Stored items from a collection:
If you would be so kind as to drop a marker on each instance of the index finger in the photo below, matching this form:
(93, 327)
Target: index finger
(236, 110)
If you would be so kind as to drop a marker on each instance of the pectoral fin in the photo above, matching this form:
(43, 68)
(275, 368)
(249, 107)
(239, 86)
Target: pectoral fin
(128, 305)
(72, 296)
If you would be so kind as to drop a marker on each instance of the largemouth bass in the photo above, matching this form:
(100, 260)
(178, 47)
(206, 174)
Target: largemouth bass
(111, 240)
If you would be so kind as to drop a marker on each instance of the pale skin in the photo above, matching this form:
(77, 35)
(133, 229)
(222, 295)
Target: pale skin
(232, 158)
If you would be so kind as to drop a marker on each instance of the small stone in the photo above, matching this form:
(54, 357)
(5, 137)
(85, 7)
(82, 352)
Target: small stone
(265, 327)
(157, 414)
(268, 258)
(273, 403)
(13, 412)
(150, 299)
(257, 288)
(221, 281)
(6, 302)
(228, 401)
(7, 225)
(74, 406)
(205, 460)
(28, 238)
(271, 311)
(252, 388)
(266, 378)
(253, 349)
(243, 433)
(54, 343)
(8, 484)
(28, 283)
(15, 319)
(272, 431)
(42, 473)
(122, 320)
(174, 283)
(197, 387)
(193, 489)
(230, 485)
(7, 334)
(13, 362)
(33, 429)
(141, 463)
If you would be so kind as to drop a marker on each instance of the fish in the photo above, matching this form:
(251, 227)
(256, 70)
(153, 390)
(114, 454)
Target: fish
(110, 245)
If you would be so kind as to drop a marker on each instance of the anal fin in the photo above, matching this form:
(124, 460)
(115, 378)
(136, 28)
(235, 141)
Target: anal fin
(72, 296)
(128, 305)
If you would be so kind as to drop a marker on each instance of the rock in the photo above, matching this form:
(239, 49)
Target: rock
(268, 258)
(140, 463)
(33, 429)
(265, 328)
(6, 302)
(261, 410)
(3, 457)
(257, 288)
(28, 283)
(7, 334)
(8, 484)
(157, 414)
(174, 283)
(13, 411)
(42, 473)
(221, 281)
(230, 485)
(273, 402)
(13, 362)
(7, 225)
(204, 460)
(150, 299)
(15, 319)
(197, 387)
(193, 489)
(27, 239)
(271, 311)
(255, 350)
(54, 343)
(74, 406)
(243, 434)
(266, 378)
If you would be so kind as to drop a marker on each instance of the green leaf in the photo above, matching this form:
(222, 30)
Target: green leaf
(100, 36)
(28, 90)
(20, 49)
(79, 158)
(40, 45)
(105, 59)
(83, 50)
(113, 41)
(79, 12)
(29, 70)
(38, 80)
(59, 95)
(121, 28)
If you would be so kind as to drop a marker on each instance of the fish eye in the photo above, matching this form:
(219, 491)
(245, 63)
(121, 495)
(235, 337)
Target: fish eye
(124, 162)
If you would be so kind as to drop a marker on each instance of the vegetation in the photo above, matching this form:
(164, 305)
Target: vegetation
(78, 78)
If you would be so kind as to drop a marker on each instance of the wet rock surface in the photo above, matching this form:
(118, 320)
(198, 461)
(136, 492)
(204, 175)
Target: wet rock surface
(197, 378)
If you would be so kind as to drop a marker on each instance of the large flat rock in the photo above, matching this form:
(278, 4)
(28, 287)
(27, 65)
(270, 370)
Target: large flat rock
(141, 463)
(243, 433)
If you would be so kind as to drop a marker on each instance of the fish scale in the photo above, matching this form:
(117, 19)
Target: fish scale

- [THE TASK]
Each line from the one containing "of the green" to the final line of the entries above must be returned exactly, and no other line may appear.

- [TASK SOLUTION]
If you would be so kind as to drop a marker on each instance of the green leaf in the photo above, matching this form:
(222, 30)
Target: green leaf
(100, 36)
(28, 90)
(20, 49)
(79, 158)
(40, 45)
(105, 59)
(83, 50)
(113, 41)
(79, 12)
(29, 70)
(38, 80)
(59, 95)
(121, 28)
If you would be so kind as to drop a marker on each instance of the fish eye in the photo above, matching this form:
(219, 491)
(245, 63)
(121, 495)
(235, 337)
Target: fish eye
(124, 162)
If you would be so kind as to drop a marker on each instance of the vegetation in the photo above, matching this form:
(164, 305)
Target: vegetation
(78, 78)
If you would be so kind as to drop a marker on each instance of the wet rock surface in the photo above, matching this form:
(118, 320)
(198, 461)
(136, 492)
(204, 175)
Target: wet rock surface
(197, 378)
If you would be so kind as to drop a marker on each instance of the large flat rock in the photo above, matching this form:
(278, 4)
(28, 287)
(27, 65)
(270, 370)
Target: large flat rock
(141, 463)
(243, 433)
If you would be so kind as to drop a marker on each instance of the fish scale in the photo above, matching this form:
(117, 19)
Target: fish scale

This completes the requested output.